What tends to get in the way is that the set-theoretic and infinitary methodology Dedekind championed was so successful, and shaped twentieth-century mathematics so much, that it is hard to reach the analytic distance needed. Often all one gets, then, are platitudes: that it is very “general” and “abstract”. Or one is left with negative characterizations: that it fails to be finitistically and constructively acceptable. Beyond that, there is the suggestion that Dedekind’s approach is “structuralist”. But as this term is now used to characterize a methodology, rather than a metaphysical position, one wonders what exactly it involves. Before attempting a clarification and elaboration, let us briefly consider some of Dedekind’s other mathematical works, since this will make certain crucial features stand out more.

4.2 Function Fields, Groups, Lattices

For our purposes, three additional areas in which Dedekind applied his set-theoretic, infinitary, and structuralist approach are relevant: the theory of algebraic functions, group theory, and lattice theory.

Dedekind realized early on that several of the notions and techniques he had introduced in algebraic number theory could be transferred to the study of algebraic functions (algebraic function fields, in later terminology), especially the set-theoretic introduction of ideals and ways of calculating with them (cf. Haffner 2014, 2015, 2017 for emphasizing the latter). This realization came to fruition in “Theorie der algebraischen Funktionen einer Veränderlichen”, a substantive article co-written with Heinrich Weber and published in 1882. The approach in it led, among others, to a better understanding of Riemann surfaces, including a purely algebraic proof of the celebrated Riemann-Roch Theorem (Geyer 1981, Kolmogorov & Yushkevich 2001, ch. 2, Stillwell 2012). As these were issues of wide interest among mathematicians, the success gave Dedekind’s approach significant legitimacy and publicity (cf. Edwards 1983, Dieudonné 1985).

Second, Dedekind’s contributions to algebraic number theory were connected, in a natural and fruitful way, with Evariste Galois’ revolutionary group-theoretic approach to algebra. In fact, Dedekind’s early and systematic study of Galois theory—he was the first to lecture on it at a German university, already during his time as a Privatdozent in Göttingen—led to a transformation of that theory itself. It turned from the study of substitutions in formulas and of functions invariant under such substitutions into the study of field extensions and corresponding automorphisms, which deep connections to algebraic number theory (Mehrtens 1979b, Stein 1988, Ferreirós & Reck 2020). Dedekind also introduced additional applications of Galois theory, e.g., in the study of modular equations and functions (Gray 2000, ch. 4, Alten et al. 2003, ch. 8).

- **DATA ENTRIES**
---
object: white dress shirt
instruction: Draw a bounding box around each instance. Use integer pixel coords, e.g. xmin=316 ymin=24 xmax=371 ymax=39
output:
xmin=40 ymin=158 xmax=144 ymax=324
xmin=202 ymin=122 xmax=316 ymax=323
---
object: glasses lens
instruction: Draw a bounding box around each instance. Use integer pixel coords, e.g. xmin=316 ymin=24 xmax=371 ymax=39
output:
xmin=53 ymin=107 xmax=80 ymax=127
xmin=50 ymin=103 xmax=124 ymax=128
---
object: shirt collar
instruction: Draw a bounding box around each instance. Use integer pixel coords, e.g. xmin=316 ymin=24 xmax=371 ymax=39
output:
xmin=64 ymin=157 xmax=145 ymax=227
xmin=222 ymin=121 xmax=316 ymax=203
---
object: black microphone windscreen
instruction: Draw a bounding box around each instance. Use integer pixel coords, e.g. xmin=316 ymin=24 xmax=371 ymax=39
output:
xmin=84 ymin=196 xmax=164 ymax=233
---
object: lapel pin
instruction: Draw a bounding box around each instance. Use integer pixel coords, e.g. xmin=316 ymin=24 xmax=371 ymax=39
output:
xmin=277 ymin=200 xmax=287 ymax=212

- **REQUIRED ACTIONS**
**a.** Set down, word for word, the stretch of the passage on Dedekind's work from "For our purposes, three" through "and lattice theory.".
**b.** Pull out all of the records and write each one again word for word.

- **ANSWERS BELOW**
**a.**
For our purposes, three additional areas in which Dedekind applied his set-theoretic, infinitary, and structuralist approach are relevant: the theory of algebraic functions, group theory, and lattice theory.

**b.**
---
object: white dress shirt
instruction: Draw a bounding box around each instance. Use integer pixel coords, e.g. xmin=316 ymin=24 xmax=371 ymax=39
output:
xmin=40 ymin=158 xmax=144 ymax=324
xmin=202 ymin=122 xmax=316 ymax=323
---
object: glasses lens
instruction: Draw a bounding box around each instance. Use integer pixel coords, e.g. xmin=316 ymin=24 xmax=371 ymax=39
output:
xmin=53 ymin=107 xmax=80 ymax=127
xmin=50 ymin=103 xmax=124 ymax=128
---
object: shirt collar
instruction: Draw a bounding box around each instance. Use integer pixel coords, e.g. xmin=316 ymin=24 xmax=371 ymax=39
output:
xmin=64 ymin=157 xmax=145 ymax=227
xmin=222 ymin=121 xmax=316 ymax=203
---
object: black microphone windscreen
instruction: Draw a bounding box around each instance. Use integer pixel coords, e.g. xmin=316 ymin=24 xmax=371 ymax=39
output:
xmin=84 ymin=196 xmax=164 ymax=233
---
object: lapel pin
instruction: Draw a bounding box around each instance. Use integer pixel coords, e.g. xmin=316 ymin=24 xmax=371 ymax=39
output:
xmin=277 ymin=200 xmax=287 ymax=212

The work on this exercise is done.